* _DIRECTION_
Please repeat the items below, changing every "out-of-focus plant" to "blurred plant" and keeping everything else the same.

* _DATA TO PROCESS_
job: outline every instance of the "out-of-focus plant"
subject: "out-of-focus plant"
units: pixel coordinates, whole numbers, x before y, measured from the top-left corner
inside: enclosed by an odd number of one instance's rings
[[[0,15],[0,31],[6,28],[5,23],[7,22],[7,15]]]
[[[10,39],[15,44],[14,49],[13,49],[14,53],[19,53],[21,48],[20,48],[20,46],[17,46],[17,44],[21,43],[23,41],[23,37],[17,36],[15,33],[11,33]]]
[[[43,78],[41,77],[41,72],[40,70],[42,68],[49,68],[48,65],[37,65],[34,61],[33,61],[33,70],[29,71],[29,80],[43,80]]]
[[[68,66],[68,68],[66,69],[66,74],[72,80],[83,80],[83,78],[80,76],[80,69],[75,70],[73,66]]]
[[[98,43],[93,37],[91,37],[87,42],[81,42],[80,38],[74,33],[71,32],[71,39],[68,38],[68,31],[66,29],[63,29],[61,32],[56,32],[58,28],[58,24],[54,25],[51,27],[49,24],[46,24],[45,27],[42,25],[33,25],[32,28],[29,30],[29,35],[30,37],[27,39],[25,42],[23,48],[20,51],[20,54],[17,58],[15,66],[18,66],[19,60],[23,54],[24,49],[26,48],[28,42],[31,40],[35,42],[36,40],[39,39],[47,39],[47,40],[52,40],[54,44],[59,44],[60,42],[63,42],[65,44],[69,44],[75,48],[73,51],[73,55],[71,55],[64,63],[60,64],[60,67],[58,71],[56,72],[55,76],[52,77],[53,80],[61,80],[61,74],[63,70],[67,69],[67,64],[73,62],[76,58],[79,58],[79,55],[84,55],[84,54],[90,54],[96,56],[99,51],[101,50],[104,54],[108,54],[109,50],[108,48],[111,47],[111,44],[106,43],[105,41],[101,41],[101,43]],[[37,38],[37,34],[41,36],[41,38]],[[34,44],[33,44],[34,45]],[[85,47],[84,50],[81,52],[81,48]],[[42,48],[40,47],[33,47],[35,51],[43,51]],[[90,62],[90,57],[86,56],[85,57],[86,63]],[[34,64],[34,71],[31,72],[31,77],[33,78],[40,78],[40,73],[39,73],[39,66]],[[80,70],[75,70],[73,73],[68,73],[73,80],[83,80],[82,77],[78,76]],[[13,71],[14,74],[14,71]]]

* _EXERCISE RESPONSE_
job: outline every instance of the "blurred plant"
subject: "blurred plant"
units: pixel coordinates, whole numbers, x before y, measured from the top-left corner
inside: enclosed by an odd number of one instance's rings
[[[0,15],[0,31],[6,28],[5,23],[7,22],[7,15]]]
[[[10,39],[15,44],[14,49],[13,49],[14,53],[19,53],[21,48],[20,48],[20,46],[17,46],[17,44],[21,43],[23,41],[23,37],[17,36],[15,33],[11,33]]]
[[[43,78],[41,77],[41,72],[40,70],[42,68],[49,68],[48,65],[37,65],[34,61],[33,61],[33,70],[29,71],[29,80],[43,80]]]
[[[68,66],[68,68],[66,69],[66,74],[72,80],[83,80],[83,78],[80,76],[80,69],[75,70],[73,66]]]
[[[98,43],[93,37],[91,37],[87,42],[81,42],[80,38],[74,33],[71,32],[71,39],[68,38],[68,31],[66,29],[63,29],[61,32],[56,32],[58,28],[58,24],[54,25],[51,27],[49,24],[46,24],[45,27],[42,25],[33,25],[32,28],[29,30],[29,35],[30,37],[27,39],[25,42],[23,48],[20,51],[20,54],[17,58],[15,66],[18,66],[19,60],[23,54],[24,49],[26,48],[28,42],[31,40],[35,42],[36,40],[39,39],[47,39],[47,40],[52,40],[54,44],[59,44],[60,42],[63,42],[65,44],[69,44],[75,48],[73,51],[73,55],[71,55],[64,63],[60,64],[60,67],[58,71],[56,72],[55,76],[52,77],[53,80],[61,80],[61,74],[63,70],[67,69],[67,64],[73,62],[76,58],[79,58],[79,55],[84,55],[84,54],[90,54],[96,56],[99,51],[101,50],[104,54],[108,54],[109,50],[108,48],[111,47],[111,44],[106,43],[105,41],[101,41],[101,43]],[[37,38],[37,34],[41,36],[41,38]],[[34,44],[33,44],[34,45]],[[85,47],[84,50],[81,52],[81,48]],[[42,48],[40,47],[33,47],[35,51],[43,51]],[[90,62],[90,57],[86,56],[85,57],[86,63]],[[34,64],[34,71],[31,72],[31,77],[33,78],[40,78],[40,73],[39,73],[39,66]],[[80,70],[75,70],[73,73],[68,73],[73,80],[83,80],[82,77],[78,76]],[[13,71],[14,74],[14,71]]]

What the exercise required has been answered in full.